__Task objective__. Determine how many lines of the listing below include the string "giant". Output the number and nothing more.

__Exercise inputs__.
╔══
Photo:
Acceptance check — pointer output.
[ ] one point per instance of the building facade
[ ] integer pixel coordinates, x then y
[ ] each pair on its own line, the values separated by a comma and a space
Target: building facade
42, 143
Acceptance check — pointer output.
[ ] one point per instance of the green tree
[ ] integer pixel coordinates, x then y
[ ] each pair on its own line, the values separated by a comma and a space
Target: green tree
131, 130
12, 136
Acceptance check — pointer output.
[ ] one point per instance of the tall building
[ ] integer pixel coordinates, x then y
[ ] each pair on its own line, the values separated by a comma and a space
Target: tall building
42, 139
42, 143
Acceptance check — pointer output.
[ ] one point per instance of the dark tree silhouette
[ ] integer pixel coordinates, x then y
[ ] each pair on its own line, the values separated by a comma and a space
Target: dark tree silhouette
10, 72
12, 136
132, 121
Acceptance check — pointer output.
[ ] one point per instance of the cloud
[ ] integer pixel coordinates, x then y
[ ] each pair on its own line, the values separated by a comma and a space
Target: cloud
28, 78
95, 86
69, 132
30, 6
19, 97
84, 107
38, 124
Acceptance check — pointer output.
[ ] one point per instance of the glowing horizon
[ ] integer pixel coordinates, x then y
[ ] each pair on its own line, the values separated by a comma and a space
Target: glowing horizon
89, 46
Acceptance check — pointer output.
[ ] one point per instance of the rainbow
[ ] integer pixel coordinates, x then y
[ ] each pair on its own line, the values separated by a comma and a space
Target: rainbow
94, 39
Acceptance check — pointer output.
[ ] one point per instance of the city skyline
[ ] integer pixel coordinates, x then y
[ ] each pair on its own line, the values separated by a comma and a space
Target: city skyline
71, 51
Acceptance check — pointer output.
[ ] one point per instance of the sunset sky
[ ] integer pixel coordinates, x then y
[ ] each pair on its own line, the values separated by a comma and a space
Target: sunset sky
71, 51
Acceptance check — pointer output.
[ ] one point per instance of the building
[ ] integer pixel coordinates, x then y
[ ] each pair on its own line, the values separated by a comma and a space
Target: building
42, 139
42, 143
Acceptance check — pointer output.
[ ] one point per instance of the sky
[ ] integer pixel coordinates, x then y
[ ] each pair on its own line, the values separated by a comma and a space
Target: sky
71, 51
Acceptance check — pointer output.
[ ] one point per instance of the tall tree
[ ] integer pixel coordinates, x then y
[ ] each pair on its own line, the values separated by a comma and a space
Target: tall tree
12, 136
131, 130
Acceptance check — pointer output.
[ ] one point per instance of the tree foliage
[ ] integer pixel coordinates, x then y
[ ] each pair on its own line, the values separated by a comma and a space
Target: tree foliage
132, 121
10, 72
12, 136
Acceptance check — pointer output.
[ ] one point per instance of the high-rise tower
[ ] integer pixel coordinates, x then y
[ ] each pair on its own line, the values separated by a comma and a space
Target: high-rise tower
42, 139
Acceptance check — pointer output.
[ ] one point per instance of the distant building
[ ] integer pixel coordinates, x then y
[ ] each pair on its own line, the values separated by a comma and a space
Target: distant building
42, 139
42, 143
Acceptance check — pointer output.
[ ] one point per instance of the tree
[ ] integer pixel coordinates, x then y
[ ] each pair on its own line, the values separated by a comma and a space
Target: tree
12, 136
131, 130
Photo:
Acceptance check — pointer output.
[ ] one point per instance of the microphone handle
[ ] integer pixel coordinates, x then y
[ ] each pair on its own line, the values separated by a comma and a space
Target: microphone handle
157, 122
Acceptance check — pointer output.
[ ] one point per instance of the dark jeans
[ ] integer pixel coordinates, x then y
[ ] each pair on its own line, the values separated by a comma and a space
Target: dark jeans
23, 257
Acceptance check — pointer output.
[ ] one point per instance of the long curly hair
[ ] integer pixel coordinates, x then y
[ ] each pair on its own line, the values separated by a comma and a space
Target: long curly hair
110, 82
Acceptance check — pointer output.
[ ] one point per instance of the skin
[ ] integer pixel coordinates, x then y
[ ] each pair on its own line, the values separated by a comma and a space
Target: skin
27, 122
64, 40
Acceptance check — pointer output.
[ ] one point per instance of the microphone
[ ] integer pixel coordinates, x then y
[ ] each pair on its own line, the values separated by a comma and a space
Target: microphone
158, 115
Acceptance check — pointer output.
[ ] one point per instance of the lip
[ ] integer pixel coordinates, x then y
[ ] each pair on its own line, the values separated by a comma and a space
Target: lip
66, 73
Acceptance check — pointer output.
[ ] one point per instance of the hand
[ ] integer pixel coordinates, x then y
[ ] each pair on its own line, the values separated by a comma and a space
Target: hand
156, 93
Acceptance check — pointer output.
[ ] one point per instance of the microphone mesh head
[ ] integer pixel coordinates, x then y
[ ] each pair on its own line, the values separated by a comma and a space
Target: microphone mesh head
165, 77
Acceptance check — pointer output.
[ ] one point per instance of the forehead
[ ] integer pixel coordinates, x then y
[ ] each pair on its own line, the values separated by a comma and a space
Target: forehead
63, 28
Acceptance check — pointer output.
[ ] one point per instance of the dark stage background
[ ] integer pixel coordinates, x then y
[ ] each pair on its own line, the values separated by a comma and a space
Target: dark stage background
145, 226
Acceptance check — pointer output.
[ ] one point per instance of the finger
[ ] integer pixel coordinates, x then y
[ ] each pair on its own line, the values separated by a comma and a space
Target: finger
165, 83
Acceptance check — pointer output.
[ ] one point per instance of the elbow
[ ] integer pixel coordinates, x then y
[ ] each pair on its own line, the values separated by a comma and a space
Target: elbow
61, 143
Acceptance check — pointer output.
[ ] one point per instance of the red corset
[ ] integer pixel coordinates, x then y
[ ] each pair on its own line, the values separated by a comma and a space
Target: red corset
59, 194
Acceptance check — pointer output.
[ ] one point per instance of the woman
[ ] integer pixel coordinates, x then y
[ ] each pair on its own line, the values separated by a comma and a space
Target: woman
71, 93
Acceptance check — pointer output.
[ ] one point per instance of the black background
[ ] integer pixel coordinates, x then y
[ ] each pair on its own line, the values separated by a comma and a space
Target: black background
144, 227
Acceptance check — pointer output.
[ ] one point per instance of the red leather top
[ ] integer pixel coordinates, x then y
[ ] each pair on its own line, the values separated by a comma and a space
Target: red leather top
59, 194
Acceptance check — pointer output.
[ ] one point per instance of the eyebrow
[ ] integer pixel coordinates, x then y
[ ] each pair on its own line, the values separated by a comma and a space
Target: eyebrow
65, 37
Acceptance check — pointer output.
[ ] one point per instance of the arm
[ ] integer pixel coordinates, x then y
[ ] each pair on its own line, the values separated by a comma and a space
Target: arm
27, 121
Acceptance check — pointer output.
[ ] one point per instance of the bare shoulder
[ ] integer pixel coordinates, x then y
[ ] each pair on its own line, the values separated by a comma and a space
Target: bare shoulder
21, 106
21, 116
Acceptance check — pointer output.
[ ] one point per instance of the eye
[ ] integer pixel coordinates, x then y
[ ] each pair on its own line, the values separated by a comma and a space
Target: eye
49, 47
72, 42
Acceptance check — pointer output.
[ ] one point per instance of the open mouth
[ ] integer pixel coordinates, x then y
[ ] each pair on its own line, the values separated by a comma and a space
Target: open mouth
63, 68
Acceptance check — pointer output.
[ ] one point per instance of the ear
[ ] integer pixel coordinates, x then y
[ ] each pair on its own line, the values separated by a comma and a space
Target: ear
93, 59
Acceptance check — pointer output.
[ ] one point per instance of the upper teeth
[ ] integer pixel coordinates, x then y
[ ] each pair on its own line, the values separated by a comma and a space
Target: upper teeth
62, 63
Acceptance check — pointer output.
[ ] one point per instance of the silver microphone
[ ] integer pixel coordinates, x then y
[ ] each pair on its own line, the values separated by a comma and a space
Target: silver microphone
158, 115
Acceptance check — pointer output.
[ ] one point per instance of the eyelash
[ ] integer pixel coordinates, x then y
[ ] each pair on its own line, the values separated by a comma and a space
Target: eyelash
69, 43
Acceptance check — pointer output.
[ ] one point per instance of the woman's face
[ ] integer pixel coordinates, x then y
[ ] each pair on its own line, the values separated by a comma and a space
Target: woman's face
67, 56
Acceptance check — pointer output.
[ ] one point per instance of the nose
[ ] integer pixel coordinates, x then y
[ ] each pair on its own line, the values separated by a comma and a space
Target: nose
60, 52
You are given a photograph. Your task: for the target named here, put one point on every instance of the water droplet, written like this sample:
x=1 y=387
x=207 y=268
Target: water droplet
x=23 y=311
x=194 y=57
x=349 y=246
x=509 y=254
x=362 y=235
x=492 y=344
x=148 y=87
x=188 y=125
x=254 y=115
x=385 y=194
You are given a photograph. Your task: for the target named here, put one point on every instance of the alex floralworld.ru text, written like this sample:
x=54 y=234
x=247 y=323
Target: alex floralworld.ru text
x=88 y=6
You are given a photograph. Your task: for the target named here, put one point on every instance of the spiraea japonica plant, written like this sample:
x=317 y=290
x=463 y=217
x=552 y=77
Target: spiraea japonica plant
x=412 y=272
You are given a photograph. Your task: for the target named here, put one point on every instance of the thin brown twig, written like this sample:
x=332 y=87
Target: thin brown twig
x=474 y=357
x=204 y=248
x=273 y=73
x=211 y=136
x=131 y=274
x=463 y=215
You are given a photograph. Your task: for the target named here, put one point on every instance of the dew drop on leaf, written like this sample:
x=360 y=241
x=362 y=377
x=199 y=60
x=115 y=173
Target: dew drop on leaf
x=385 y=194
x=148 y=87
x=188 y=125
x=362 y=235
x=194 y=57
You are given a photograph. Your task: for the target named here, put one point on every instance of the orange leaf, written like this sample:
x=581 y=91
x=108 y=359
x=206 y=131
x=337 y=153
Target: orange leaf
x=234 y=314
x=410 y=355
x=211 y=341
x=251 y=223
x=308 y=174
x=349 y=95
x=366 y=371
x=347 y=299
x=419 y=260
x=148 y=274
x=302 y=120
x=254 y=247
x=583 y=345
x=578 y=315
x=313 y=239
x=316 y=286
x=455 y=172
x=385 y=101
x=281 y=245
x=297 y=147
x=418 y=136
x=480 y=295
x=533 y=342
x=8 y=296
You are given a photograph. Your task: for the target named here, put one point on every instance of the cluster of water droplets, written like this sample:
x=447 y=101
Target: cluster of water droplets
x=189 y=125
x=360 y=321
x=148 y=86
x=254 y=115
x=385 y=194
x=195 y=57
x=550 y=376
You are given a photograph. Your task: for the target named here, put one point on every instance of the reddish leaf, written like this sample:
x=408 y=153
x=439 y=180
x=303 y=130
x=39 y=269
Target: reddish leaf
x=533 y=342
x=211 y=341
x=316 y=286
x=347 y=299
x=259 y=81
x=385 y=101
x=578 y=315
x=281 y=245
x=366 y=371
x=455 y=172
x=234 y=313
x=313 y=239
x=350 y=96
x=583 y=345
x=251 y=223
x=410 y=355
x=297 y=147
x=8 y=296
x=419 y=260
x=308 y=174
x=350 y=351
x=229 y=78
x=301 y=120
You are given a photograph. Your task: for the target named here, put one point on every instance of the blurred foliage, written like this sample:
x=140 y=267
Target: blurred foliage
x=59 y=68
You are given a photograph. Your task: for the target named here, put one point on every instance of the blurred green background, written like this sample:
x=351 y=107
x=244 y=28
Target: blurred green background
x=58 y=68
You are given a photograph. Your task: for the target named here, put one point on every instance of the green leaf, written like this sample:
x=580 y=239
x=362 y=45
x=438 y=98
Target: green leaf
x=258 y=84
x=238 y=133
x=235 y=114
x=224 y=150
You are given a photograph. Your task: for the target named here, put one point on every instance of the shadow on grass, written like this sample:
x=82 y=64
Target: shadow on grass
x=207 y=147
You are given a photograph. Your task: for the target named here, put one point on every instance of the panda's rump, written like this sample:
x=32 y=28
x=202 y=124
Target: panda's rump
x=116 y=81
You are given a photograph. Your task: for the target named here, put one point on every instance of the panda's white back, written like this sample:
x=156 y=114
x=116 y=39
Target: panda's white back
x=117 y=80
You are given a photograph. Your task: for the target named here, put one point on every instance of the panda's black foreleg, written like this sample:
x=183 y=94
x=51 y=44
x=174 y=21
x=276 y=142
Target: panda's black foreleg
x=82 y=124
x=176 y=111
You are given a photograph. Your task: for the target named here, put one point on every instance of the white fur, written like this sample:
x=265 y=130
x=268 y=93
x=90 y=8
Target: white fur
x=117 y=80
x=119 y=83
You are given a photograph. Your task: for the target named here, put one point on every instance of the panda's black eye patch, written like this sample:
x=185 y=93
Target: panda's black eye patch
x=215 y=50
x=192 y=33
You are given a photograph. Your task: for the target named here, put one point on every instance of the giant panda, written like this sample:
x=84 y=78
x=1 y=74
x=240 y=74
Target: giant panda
╚══
__Solution__. 2